Pull out every line in the material below that contains the string "shadow". Treat the match as case-sensitive.

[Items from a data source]
/---

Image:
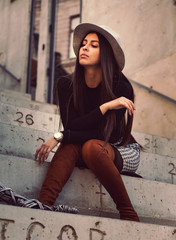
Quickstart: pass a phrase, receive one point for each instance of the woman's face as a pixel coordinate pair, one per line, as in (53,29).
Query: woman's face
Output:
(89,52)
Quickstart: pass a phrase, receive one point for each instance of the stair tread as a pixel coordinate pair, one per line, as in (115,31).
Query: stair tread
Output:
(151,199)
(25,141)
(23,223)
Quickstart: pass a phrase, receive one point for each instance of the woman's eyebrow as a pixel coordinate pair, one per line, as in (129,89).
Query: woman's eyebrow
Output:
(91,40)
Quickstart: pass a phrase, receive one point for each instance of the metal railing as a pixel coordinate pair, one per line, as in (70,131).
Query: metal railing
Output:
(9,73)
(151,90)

\---
/---

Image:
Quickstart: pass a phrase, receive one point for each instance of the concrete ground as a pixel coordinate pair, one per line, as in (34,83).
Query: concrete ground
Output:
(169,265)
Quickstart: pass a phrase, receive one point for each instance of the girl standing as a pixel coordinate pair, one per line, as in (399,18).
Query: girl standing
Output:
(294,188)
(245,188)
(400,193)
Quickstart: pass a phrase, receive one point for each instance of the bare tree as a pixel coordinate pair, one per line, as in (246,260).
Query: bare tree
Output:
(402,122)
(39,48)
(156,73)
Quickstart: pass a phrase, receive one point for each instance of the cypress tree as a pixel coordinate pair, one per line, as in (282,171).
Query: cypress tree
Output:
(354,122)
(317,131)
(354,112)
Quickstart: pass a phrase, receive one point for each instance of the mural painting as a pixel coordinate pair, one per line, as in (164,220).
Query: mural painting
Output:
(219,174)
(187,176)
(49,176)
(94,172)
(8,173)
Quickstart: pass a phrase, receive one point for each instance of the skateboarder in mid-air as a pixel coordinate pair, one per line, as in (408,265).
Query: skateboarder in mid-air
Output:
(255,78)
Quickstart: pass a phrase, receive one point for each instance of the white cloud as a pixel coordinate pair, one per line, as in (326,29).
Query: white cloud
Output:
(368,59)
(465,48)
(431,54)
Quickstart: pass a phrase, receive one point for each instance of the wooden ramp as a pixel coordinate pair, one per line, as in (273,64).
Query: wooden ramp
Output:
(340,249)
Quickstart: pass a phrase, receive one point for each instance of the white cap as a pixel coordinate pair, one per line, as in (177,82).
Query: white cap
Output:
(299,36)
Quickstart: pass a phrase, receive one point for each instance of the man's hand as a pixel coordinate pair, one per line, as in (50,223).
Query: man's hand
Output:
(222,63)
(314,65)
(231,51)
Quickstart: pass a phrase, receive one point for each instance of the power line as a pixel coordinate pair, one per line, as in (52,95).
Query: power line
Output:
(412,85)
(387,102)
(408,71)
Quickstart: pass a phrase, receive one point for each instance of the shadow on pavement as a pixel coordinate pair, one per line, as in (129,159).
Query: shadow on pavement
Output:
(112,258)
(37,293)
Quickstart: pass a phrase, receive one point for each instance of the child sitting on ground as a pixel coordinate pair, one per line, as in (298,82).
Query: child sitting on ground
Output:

\---

**Final result:**
Quickstart: pass a phrase, receive one point for each instance of the shadow on pavement as a pixel coordinate pair, one per line, as in (129,159).
Query: shadow on pavement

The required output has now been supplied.